**Exercise goal**
Find the line below that contains "Run the detector on the photograph above to find the fog.". Transcribe it and every line after it exactly, adding nothing.

Top of Material for the task

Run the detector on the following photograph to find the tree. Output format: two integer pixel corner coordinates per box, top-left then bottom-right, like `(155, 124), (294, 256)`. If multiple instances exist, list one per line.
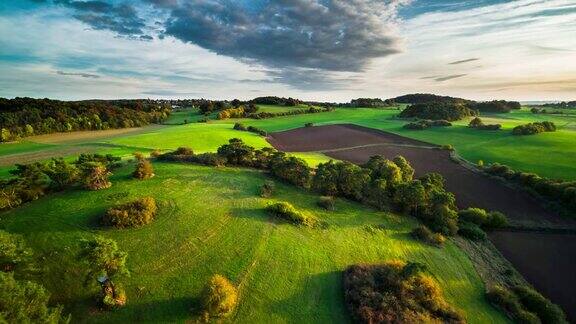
(44, 158), (79, 190)
(80, 162), (112, 190)
(0, 230), (32, 273)
(0, 272), (66, 323)
(393, 156), (414, 182)
(78, 237), (128, 308)
(469, 117), (483, 128)
(217, 138), (255, 166)
(364, 156), (403, 187)
(199, 101), (214, 115)
(393, 180), (426, 214)
(0, 128), (11, 142)
(201, 274), (238, 319)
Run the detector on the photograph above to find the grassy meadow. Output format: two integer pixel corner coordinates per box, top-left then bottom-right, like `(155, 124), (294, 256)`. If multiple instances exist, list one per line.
(0, 162), (507, 323)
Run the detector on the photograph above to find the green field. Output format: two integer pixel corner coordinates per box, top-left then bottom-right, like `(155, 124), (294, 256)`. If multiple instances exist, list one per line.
(0, 162), (506, 323)
(2, 106), (575, 180)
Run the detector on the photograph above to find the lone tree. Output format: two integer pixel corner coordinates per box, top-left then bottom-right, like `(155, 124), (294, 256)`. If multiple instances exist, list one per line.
(201, 274), (238, 319)
(132, 153), (155, 180)
(80, 162), (112, 190)
(79, 236), (129, 309)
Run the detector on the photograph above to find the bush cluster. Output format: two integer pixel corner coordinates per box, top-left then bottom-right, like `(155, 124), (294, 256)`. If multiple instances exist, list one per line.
(0, 97), (170, 142)
(201, 274), (238, 319)
(0, 156), (120, 211)
(487, 285), (566, 324)
(468, 117), (502, 130)
(233, 123), (267, 136)
(470, 100), (521, 113)
(512, 121), (556, 135)
(0, 230), (32, 273)
(344, 261), (465, 323)
(411, 225), (445, 247)
(458, 208), (507, 230)
(484, 163), (576, 212)
(317, 196), (336, 211)
(103, 197), (157, 228)
(404, 119), (452, 130)
(266, 202), (317, 227)
(399, 102), (476, 121)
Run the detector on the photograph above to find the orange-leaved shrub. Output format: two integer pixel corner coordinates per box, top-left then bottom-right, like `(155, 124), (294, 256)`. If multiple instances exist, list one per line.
(103, 197), (157, 228)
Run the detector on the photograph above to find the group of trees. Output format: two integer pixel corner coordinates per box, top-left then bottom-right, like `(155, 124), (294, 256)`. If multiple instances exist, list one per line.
(470, 100), (521, 113)
(0, 154), (120, 211)
(487, 285), (566, 323)
(392, 93), (471, 105)
(484, 163), (576, 213)
(538, 101), (576, 109)
(399, 102), (477, 121)
(251, 96), (300, 106)
(233, 123), (268, 136)
(159, 140), (508, 239)
(349, 98), (396, 108)
(468, 117), (502, 130)
(247, 106), (334, 120)
(344, 261), (465, 323)
(0, 98), (171, 142)
(512, 121), (556, 136)
(404, 119), (452, 130)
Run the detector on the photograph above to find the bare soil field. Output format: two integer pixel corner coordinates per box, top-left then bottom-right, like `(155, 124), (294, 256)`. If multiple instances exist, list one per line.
(490, 231), (576, 320)
(269, 124), (576, 318)
(269, 124), (573, 227)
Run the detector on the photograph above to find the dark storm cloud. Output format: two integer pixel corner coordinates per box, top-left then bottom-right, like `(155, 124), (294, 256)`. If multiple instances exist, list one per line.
(56, 70), (100, 78)
(163, 0), (407, 72)
(449, 58), (480, 65)
(53, 0), (148, 36)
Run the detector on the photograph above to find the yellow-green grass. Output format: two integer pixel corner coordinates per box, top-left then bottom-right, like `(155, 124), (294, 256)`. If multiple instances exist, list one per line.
(0, 162), (506, 323)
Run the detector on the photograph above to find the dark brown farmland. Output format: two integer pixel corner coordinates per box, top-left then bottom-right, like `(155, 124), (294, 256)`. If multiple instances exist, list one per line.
(268, 124), (576, 319)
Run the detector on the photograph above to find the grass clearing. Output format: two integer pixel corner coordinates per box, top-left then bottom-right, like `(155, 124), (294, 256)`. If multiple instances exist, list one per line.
(0, 162), (506, 323)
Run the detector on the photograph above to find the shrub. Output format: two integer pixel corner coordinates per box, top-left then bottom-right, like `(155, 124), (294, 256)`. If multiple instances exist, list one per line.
(441, 144), (454, 151)
(132, 159), (154, 180)
(150, 149), (162, 158)
(103, 197), (157, 228)
(0, 272), (67, 323)
(233, 122), (247, 131)
(201, 274), (238, 319)
(458, 222), (487, 241)
(305, 122), (314, 127)
(174, 147), (194, 156)
(344, 261), (464, 324)
(486, 211), (508, 229)
(266, 202), (317, 227)
(458, 208), (488, 226)
(260, 180), (275, 198)
(404, 121), (428, 130)
(80, 162), (112, 190)
(513, 121), (556, 135)
(317, 196), (336, 211)
(0, 230), (32, 273)
(411, 225), (445, 247)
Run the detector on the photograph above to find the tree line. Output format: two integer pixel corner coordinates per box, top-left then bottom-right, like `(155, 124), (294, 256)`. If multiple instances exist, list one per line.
(0, 98), (171, 142)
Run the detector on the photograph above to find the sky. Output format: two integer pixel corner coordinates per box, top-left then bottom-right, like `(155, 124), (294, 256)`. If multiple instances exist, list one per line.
(0, 0), (575, 102)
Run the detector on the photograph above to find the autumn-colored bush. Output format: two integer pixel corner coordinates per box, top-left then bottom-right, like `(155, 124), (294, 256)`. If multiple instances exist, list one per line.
(344, 261), (465, 323)
(132, 159), (155, 180)
(201, 274), (238, 319)
(411, 225), (445, 247)
(103, 197), (157, 228)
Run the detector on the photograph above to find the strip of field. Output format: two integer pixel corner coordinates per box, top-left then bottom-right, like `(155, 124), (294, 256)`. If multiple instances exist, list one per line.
(268, 123), (576, 318)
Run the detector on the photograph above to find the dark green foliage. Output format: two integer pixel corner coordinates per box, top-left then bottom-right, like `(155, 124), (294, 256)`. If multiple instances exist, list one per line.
(0, 272), (67, 323)
(317, 196), (336, 211)
(468, 117), (502, 130)
(76, 153), (121, 169)
(0, 230), (32, 273)
(458, 222), (487, 241)
(486, 286), (540, 324)
(247, 106), (334, 119)
(513, 286), (567, 324)
(392, 93), (471, 105)
(344, 261), (465, 323)
(233, 122), (247, 131)
(247, 125), (267, 136)
(411, 225), (445, 247)
(260, 180), (275, 198)
(485, 163), (576, 212)
(403, 119), (452, 130)
(399, 102), (476, 121)
(304, 122), (314, 127)
(266, 202), (317, 227)
(349, 98), (395, 108)
(251, 96), (300, 106)
(0, 97), (170, 142)
(471, 100), (521, 113)
(217, 138), (256, 165)
(512, 121), (556, 135)
(103, 197), (158, 228)
(174, 147), (194, 156)
(269, 153), (312, 188)
(312, 161), (370, 201)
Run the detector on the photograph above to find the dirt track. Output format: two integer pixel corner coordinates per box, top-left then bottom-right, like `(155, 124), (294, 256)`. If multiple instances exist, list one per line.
(268, 124), (576, 318)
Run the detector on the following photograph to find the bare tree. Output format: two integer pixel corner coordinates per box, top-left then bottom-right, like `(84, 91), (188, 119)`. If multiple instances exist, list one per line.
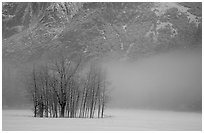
(30, 66), (38, 117)
(26, 55), (109, 118)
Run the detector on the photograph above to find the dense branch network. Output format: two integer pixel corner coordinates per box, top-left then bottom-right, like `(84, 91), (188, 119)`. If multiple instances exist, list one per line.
(26, 54), (109, 118)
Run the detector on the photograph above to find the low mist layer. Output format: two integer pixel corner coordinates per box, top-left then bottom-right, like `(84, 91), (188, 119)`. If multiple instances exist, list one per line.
(106, 48), (202, 111)
(2, 48), (202, 112)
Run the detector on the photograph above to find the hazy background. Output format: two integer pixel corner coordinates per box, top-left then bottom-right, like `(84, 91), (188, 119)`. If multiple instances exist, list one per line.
(106, 48), (202, 111)
(3, 47), (202, 112)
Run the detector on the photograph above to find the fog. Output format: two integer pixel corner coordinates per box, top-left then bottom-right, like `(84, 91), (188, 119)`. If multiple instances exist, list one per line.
(2, 48), (202, 112)
(105, 48), (202, 111)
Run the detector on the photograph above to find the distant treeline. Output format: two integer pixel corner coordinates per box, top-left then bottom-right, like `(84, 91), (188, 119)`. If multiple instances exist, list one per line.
(26, 53), (109, 118)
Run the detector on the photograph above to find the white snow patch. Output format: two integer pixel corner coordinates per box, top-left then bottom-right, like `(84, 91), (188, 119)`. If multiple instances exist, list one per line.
(145, 24), (157, 42)
(156, 20), (178, 37)
(145, 20), (178, 41)
(122, 25), (127, 32)
(151, 2), (201, 27)
(2, 109), (201, 131)
(126, 43), (135, 55)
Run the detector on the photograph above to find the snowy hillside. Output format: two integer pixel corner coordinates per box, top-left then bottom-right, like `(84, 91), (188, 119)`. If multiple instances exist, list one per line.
(2, 2), (201, 63)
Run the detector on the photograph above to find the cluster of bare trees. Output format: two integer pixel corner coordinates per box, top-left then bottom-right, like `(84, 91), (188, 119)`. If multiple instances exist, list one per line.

Bottom of Material for the task

**Written answer**
Run the detector on the photograph above to find the fog. Output format: two integer pixel corner coordinates per box, top-left then bottom-right, like `(84, 91), (188, 119)`. If multiple instances exist, list one per line.
(2, 48), (202, 112)
(105, 48), (202, 111)
Run the detector on the photograph above to find the distant treeline. Output format: two integer pixel corner coordinates per box, top-left then bottom-right, like `(84, 91), (188, 119)`. If multiple instances exist, list one per line.
(26, 53), (109, 118)
Run the detector on the photograph above to find the white snow patch. Output format: two integer pixel corner coordinates per box, top-left then bottom-right, like `(84, 91), (188, 119)`. If multiple instances exist, list one per line.
(145, 24), (157, 42)
(156, 20), (178, 37)
(145, 20), (178, 41)
(122, 25), (127, 32)
(151, 2), (201, 27)
(2, 109), (201, 131)
(126, 43), (135, 55)
Run the detector on the photograph above to find the snowy hillside. Output format: two integer pixel corner coordinates per box, top-left then bottom-right, like `(84, 91), (188, 119)`. If multiple instances exist, list one per line.
(2, 2), (201, 63)
Run the detector on the photograph above to find the cluster of bare trees. Output format: two integer pixel corner coordinates per box, top-left then bottom-right, like `(84, 91), (188, 119)`. If multiple instances exist, list one per line.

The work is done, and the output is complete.